- [What you need to do] From the listing below, reproduce word for word the part that opens with the line containing "of the black" and closes with the line containing "of the footprint"; reproduce nothing else.

- [Material provided]
>>>
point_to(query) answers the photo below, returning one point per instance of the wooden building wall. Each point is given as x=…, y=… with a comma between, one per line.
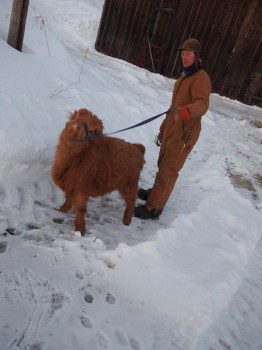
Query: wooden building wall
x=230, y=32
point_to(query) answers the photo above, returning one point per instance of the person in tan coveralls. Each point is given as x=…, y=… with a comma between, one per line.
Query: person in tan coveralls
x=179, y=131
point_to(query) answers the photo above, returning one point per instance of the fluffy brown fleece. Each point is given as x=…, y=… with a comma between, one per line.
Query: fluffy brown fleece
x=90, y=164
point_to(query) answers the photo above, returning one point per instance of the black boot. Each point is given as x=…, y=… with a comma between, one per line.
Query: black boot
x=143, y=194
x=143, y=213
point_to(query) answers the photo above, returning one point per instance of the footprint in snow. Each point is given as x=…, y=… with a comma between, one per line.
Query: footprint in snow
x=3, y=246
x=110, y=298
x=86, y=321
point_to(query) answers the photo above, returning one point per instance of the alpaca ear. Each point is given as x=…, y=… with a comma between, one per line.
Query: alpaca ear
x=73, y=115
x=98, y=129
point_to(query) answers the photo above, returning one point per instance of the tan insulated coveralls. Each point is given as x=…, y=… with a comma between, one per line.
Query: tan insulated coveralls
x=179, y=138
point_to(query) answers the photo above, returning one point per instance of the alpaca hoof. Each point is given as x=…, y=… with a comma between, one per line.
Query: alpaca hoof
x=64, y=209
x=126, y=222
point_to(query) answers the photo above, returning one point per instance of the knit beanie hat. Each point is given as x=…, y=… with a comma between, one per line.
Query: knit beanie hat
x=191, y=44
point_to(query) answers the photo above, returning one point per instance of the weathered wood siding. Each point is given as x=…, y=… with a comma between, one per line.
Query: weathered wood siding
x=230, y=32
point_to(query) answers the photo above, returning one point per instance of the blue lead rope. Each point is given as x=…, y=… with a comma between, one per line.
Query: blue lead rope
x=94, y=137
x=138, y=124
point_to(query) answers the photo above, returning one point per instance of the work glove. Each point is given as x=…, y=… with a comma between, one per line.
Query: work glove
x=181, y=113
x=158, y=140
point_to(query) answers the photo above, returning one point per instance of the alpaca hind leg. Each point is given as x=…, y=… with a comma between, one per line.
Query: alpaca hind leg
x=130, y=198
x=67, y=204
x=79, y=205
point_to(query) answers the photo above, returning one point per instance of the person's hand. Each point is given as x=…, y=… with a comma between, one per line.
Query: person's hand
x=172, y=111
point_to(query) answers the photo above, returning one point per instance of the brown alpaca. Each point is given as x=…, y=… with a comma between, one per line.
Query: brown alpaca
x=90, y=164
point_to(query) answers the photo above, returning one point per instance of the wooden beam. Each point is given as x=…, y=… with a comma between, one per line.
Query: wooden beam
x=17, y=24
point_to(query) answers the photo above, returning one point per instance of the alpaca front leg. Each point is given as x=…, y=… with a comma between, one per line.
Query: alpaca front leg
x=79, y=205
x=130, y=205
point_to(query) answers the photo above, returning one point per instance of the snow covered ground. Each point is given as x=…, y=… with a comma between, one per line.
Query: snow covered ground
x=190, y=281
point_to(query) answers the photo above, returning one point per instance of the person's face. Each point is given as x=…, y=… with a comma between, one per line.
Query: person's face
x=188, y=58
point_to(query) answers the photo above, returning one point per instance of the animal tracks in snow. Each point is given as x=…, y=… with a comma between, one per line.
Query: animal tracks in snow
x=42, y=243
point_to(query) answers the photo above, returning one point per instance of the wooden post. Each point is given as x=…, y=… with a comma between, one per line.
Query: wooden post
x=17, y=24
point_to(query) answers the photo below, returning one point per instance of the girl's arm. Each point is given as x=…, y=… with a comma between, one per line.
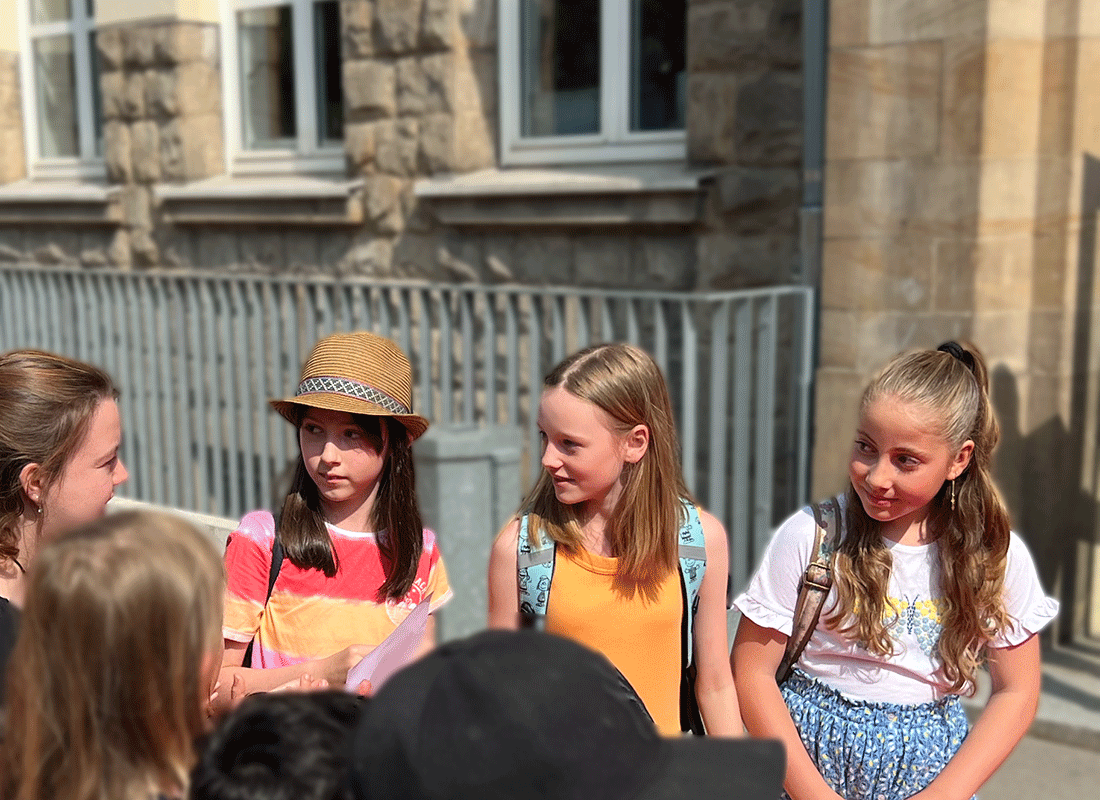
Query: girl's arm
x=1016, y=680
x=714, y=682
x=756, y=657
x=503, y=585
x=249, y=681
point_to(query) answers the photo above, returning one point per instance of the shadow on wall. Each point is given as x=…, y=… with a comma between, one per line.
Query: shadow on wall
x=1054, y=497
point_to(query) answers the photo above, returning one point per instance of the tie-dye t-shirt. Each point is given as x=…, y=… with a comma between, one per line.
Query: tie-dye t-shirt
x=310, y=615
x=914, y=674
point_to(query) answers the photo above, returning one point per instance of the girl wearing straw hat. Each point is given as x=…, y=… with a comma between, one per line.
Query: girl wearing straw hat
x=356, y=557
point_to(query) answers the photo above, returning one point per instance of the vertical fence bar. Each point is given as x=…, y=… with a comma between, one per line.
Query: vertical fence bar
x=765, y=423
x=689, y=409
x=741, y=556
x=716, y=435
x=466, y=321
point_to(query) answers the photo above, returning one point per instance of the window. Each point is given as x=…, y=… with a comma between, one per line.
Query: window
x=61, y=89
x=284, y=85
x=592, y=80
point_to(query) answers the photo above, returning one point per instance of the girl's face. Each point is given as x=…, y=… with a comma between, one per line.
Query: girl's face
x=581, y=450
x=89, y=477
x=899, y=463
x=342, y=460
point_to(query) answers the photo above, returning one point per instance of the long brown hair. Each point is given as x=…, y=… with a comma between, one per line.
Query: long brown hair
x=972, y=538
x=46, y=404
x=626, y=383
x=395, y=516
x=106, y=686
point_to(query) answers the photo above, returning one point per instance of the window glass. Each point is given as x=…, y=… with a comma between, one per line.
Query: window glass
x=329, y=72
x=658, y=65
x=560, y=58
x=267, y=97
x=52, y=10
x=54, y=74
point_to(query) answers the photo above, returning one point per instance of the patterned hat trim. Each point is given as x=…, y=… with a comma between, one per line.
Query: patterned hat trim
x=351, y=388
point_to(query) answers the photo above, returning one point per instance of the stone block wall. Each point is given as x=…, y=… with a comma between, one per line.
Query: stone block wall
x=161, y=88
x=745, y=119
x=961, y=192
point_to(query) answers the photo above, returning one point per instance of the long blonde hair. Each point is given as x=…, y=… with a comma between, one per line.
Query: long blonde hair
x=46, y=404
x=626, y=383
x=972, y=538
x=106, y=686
<<<
>>>
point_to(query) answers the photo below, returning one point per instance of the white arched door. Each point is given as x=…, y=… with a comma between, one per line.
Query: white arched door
<<<
- [The completed task]
point_to(query) answers the photo above, returning one point per instance of the black boot. Each point is given as x=…, y=… with a comma between, one per line.
Query: black boot
x=143, y=194
x=143, y=213
point_to(query) answers the photo above, returning one point per instance of the footprint in snow. Each point is given as x=…, y=… with a comma between, one per line.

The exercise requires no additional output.